** Begin SOURCE RECORDS **

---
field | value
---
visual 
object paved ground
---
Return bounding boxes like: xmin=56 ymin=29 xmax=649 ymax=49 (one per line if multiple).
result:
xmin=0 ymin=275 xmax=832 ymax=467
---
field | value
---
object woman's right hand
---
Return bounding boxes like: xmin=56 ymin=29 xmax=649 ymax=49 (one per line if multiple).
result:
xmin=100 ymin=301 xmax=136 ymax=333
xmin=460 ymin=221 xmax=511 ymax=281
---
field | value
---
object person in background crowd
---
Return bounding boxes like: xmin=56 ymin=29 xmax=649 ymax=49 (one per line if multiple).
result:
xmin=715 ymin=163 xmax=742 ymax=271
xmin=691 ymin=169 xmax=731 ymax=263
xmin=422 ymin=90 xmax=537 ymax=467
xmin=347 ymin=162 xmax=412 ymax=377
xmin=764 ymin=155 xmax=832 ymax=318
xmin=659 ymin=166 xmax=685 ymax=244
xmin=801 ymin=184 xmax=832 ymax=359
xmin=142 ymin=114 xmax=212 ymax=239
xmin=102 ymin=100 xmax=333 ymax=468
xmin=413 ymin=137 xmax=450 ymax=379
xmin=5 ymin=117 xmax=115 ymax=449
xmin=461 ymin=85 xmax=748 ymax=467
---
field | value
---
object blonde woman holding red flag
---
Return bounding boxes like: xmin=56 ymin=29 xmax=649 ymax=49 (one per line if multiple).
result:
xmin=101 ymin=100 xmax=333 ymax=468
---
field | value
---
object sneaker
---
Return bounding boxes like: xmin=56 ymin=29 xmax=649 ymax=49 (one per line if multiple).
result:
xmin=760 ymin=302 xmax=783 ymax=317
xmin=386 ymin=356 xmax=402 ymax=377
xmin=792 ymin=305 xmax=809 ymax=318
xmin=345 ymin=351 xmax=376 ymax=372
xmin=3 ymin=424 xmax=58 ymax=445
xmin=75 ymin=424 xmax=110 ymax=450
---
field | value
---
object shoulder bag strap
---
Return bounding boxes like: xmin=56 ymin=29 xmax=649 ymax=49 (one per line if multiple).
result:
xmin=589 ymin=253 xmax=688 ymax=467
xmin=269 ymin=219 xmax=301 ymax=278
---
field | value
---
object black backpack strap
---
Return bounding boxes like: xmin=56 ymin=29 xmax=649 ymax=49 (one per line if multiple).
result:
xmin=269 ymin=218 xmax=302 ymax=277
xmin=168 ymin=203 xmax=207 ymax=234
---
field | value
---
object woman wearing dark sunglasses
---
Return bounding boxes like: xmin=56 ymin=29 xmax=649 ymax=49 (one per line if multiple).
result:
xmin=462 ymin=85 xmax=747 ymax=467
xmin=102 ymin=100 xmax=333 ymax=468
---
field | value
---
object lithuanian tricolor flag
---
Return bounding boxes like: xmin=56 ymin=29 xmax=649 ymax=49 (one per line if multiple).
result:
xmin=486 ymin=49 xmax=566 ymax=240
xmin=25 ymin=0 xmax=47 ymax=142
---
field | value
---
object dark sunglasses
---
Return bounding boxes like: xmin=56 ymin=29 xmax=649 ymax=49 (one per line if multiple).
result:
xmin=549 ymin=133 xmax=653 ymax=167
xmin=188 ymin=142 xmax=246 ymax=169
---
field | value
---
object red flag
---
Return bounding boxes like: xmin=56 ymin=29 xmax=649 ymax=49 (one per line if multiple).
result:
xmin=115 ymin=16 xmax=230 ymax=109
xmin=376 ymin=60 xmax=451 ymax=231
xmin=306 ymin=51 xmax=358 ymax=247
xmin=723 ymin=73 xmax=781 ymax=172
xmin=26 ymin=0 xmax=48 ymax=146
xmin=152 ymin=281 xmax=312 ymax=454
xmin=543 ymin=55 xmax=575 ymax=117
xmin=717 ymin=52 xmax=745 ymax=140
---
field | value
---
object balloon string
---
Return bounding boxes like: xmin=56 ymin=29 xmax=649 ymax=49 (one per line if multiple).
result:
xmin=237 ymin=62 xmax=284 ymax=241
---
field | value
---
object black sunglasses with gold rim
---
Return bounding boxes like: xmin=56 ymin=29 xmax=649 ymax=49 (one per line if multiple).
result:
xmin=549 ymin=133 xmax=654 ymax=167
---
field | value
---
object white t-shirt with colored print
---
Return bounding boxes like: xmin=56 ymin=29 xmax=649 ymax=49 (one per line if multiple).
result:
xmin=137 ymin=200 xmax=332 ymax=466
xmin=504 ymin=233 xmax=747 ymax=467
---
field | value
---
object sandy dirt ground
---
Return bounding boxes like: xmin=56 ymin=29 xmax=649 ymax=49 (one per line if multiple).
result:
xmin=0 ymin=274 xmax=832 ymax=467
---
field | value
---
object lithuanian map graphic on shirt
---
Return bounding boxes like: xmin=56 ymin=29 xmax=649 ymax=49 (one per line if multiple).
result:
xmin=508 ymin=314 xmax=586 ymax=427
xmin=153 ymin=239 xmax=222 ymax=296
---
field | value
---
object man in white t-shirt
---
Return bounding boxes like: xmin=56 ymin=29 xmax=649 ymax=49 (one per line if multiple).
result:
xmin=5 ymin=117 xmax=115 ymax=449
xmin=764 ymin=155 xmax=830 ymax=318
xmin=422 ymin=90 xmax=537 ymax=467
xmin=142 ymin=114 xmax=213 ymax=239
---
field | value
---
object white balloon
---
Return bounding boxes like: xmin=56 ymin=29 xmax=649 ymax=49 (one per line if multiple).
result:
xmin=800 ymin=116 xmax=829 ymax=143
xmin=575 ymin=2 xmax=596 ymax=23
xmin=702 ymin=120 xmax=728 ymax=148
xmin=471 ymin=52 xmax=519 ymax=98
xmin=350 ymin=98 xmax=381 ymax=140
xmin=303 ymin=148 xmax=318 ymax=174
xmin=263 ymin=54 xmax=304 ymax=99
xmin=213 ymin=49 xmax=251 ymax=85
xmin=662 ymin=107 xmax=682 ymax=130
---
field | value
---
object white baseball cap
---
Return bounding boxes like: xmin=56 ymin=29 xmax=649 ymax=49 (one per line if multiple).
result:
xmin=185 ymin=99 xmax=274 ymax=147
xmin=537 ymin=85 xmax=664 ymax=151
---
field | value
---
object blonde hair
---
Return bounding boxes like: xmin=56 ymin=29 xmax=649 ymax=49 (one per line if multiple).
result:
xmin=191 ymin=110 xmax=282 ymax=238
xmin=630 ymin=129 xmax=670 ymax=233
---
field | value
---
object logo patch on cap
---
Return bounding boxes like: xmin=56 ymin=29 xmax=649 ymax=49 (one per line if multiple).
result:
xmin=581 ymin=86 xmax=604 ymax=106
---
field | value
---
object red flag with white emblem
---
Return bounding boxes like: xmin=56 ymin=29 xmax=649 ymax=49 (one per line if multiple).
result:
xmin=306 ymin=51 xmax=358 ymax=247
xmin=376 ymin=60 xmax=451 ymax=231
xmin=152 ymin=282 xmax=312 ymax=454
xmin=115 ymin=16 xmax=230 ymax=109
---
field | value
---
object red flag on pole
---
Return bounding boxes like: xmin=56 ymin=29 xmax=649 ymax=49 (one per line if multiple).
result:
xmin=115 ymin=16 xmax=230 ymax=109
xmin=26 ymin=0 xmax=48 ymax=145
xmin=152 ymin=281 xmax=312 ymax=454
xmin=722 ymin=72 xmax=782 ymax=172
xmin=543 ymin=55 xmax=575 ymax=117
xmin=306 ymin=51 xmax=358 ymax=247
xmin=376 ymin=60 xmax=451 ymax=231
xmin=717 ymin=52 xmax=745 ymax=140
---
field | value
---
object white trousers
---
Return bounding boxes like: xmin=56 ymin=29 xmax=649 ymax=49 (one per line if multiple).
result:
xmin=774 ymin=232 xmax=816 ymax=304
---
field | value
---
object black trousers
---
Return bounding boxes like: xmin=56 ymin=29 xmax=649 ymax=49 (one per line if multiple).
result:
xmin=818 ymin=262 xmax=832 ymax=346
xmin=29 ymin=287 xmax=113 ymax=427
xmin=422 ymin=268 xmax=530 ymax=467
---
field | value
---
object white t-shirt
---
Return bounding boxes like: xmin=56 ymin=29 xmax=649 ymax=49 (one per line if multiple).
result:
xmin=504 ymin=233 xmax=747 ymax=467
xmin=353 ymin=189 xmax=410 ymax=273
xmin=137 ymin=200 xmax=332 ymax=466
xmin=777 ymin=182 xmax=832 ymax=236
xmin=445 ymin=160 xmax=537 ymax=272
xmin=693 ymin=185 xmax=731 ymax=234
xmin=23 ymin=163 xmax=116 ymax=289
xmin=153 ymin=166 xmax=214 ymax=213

** End SOURCE RECORDS **

**DIRECTIONS**
Copy the material word for word, from its first line through the line containing "xmin=460 ymin=221 xmax=511 ymax=281", with both of those lines included.

**EXERCISE ANSWER**
---
field | value
---
visual 
object paved ground
---
Return bounding boxes like: xmin=56 ymin=29 xmax=649 ymax=49 (one per line if multiple).
result:
xmin=0 ymin=275 xmax=832 ymax=467
---
field | value
---
object woman's right hand
---
Return bounding boxes like: xmin=56 ymin=29 xmax=649 ymax=49 (one per line if multiple).
result:
xmin=100 ymin=301 xmax=136 ymax=333
xmin=460 ymin=221 xmax=511 ymax=281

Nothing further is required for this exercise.